WHAT THE TASK ASKS
Count the lines below that contain the string "corrugated", treating case as significant, and give only that number.

[Dataset items]
-- START --
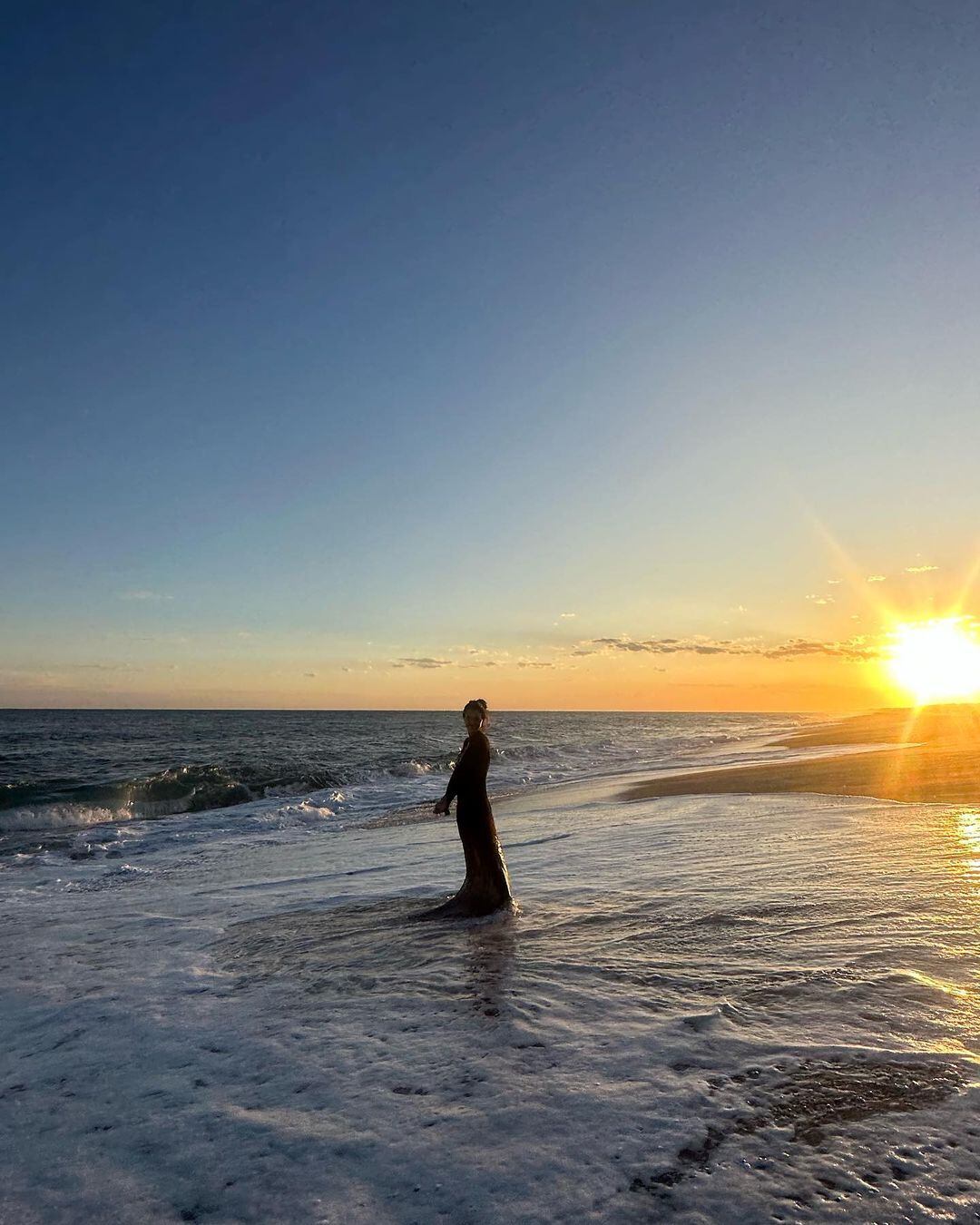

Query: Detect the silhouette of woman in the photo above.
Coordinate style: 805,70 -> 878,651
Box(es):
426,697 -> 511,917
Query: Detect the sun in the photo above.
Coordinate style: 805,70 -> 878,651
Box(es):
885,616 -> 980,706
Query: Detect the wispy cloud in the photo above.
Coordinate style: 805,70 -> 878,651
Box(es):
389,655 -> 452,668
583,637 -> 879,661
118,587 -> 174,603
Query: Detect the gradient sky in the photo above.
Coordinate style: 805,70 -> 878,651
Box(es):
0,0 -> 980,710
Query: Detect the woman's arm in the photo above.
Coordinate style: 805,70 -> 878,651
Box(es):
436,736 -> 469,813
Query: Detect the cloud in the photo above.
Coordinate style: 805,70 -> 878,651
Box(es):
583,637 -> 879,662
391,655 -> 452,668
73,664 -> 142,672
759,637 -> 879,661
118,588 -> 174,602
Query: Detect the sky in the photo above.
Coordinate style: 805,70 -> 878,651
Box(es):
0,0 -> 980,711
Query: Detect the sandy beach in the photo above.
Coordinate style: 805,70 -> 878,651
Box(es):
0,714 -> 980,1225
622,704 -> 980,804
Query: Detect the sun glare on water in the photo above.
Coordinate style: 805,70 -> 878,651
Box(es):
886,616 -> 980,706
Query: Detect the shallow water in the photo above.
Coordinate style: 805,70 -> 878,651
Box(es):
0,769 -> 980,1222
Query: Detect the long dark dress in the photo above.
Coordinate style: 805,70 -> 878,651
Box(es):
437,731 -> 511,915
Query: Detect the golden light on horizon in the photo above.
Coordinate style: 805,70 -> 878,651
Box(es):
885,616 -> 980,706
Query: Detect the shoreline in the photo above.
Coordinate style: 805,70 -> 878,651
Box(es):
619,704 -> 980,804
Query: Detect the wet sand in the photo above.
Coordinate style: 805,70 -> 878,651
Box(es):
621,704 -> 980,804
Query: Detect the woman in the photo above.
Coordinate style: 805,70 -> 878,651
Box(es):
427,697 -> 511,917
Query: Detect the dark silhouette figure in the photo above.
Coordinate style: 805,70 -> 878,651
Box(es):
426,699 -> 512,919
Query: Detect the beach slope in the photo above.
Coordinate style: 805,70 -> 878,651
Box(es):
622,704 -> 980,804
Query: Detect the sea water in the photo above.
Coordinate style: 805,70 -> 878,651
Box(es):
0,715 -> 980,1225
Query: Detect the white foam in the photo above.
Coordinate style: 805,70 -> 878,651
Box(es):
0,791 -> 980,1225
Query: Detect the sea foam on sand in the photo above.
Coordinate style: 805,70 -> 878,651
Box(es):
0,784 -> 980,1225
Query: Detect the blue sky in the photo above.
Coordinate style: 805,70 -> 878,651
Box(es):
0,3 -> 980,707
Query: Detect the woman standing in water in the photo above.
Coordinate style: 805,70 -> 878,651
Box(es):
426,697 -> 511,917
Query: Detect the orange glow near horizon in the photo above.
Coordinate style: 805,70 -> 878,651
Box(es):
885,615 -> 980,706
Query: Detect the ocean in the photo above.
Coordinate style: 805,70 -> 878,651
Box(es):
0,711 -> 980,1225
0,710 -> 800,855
-- END --
-- START --
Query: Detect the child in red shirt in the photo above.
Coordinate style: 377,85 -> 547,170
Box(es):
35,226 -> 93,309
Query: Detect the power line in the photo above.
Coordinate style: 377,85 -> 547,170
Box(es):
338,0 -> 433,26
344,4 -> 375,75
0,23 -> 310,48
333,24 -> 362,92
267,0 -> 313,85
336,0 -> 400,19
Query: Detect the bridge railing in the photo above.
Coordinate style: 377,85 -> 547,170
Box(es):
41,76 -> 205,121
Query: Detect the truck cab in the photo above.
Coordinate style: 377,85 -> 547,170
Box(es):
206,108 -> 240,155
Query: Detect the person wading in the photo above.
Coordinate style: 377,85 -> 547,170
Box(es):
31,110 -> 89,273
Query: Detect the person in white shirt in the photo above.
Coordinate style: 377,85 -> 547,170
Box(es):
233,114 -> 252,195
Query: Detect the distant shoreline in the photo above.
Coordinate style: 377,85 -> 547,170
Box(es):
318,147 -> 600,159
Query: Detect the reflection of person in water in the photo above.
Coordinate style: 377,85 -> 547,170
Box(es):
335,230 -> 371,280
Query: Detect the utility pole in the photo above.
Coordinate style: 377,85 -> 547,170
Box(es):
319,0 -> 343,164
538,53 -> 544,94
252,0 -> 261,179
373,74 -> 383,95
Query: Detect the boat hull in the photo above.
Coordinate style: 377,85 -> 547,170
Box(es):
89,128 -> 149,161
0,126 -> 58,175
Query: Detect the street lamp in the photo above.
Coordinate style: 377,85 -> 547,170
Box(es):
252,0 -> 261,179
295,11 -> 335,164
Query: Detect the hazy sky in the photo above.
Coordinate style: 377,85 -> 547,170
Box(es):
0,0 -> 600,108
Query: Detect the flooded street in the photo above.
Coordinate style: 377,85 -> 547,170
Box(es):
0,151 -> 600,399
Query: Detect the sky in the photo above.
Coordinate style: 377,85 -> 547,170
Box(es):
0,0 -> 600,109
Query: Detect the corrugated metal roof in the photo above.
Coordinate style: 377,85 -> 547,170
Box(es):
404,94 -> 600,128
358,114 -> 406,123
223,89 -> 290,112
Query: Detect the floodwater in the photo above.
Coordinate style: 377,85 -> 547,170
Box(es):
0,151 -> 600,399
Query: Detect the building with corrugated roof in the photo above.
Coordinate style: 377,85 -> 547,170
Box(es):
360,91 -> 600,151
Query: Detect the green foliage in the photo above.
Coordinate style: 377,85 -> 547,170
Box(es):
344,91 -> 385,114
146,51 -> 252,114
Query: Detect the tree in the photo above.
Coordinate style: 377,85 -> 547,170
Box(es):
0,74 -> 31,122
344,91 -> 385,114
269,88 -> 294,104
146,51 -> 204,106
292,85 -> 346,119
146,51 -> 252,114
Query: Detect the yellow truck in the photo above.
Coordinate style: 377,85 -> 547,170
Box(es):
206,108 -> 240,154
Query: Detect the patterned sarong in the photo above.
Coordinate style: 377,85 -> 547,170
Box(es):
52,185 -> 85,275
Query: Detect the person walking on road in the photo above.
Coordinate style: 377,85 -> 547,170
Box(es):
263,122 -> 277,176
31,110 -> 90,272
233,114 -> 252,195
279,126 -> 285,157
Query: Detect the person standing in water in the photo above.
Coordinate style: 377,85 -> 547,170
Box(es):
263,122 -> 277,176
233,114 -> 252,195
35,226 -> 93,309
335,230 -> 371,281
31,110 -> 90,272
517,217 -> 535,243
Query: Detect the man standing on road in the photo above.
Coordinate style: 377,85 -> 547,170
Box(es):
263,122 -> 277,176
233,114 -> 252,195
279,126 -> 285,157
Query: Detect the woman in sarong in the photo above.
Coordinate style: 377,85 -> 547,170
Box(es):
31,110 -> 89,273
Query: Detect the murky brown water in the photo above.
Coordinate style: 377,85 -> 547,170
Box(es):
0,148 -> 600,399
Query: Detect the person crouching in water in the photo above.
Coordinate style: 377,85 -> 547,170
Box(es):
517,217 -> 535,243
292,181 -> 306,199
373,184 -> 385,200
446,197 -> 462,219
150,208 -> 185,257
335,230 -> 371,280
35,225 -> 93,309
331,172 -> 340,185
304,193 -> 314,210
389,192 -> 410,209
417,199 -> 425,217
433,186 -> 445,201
-- END --
-- START --
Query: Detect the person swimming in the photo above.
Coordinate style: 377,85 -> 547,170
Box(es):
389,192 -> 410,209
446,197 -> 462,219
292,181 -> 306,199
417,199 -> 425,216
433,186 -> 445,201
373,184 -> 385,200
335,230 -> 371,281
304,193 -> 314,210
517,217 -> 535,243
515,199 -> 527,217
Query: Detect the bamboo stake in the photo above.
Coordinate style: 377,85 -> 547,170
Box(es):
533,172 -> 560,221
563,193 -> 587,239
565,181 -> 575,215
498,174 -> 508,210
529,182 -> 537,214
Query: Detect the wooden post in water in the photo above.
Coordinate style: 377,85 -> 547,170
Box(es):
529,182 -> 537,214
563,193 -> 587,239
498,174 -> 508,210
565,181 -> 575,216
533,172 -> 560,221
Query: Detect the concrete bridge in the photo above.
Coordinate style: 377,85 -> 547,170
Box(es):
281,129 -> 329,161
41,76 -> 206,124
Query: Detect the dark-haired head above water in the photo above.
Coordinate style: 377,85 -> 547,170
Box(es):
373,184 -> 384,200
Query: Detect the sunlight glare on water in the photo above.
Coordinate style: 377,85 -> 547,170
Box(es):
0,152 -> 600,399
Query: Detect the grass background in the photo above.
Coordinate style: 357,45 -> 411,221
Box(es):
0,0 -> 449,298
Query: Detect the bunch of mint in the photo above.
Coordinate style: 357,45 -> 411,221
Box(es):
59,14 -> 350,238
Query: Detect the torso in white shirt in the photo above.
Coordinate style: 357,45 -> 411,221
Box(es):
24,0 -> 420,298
-- END --
THE RESULT
2